(PROBLEM DESCRIPTION): Copy each of the items below word for word, keeping every line in its original order.

━━━━━ RECORDS FOR THE TASK ━━━━━

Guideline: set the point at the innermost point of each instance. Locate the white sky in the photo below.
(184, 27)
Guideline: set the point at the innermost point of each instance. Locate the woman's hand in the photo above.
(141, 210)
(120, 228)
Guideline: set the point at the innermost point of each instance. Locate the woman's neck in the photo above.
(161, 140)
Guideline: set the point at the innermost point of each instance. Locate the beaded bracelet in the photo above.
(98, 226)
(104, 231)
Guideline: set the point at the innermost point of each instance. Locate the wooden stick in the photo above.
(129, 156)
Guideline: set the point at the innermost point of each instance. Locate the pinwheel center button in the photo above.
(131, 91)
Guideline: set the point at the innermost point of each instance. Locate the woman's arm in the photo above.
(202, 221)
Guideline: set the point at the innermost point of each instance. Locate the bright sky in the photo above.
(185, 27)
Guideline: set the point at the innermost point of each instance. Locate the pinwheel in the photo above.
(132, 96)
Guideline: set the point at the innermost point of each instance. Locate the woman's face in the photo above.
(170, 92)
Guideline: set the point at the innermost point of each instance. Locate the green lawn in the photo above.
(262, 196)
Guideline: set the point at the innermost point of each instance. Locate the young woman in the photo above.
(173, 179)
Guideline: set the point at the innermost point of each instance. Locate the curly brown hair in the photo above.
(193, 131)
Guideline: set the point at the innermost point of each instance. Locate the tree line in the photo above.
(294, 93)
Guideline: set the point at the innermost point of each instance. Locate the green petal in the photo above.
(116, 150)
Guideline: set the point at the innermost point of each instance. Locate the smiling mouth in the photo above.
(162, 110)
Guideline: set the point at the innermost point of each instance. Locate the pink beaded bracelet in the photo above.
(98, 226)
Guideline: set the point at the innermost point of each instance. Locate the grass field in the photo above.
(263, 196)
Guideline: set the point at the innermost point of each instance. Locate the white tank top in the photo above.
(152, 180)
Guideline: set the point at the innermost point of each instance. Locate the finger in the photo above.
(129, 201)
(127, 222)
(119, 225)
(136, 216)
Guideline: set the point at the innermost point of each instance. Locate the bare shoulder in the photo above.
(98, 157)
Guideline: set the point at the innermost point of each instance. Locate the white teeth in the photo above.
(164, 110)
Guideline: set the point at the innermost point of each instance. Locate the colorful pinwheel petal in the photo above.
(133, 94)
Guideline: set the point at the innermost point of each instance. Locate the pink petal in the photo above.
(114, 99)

━━━━━

(EXERCISE ANSWER):
Guideline: set the point at the innermost point of each instance. Locate the white sky in the photo below.
(184, 27)
Guideline: set the point at the innermost point of each instance. Locate the woman's hand in the photo above.
(141, 210)
(120, 228)
Guideline: set the point at the innermost point of each instance. Locate the woman's neck in the photo above.
(161, 140)
Guideline: set the point at the innermost point of each instance. Locate the beaded bracelet in the photo above.
(98, 226)
(104, 231)
Guideline: set the point at the innermost point of each instance. Locate the wooden stick in the photo above.
(129, 156)
Guideline: set the point at the innermost point of each instance. Locate the pinwheel center button in the photo above.
(131, 91)
Guideline: set the point at the innermost point of each instance. Locate the woman's arm in the photo above.
(202, 221)
Guideline: set the point at the innermost point of each instance. Locate the bright sky in the photo above.
(185, 27)
Guideline: set the point at the innermost point of each instance. Locate the pinwheel in the photo above.
(132, 96)
Guideline: set the point at the innermost point of each instance. Locate the woman's face in the photo above.
(170, 92)
Guideline: set the point at the innermost point of each instance. Locate the green lawn in the photo above.
(262, 196)
Guideline: set the point at the innermost point of each instance. Locate the young woman in the photo above.
(173, 179)
Guideline: set the point at the innermost point of each instance. Locate the curly brown hair in the photo above.
(193, 131)
Guideline: set the point at the innermost point of each instance. Locate the tree line in the photo above.
(294, 93)
Guideline: set the point at the innermost point of each instance. Locate the green petal in the photo above.
(116, 150)
Guideline: set the point at the innermost point of each instance. Locate the smiling mouth in the photo above.
(162, 110)
Guideline: set the point at the innermost point of each instance. Locate the pink beaded bracelet in the photo above.
(98, 226)
Guideline: set the point at the innermost point of each instance. Locate the grass field in the photo above.
(263, 196)
Guideline: set the point at the innermost point of each instance. Locate the white tank top in the photo above.
(152, 180)
Guideline: set the point at the innermost point of each instance. Locate the finger in the photo above.
(129, 201)
(127, 222)
(119, 225)
(136, 216)
Guideline: set the point at the innermost point of each instance. Locate the bare shoulder in the photo above.
(98, 157)
Guideline: set the point at the innermost point of each instance. Locate the white teeth in the photo above.
(164, 110)
Guideline: set the point at the innermost point of each instance. Locate the colorful pinwheel petal in the photo above.
(133, 94)
Guideline: set the point at the innermost point of each instance. Locate the pink petal in the photo above.
(114, 99)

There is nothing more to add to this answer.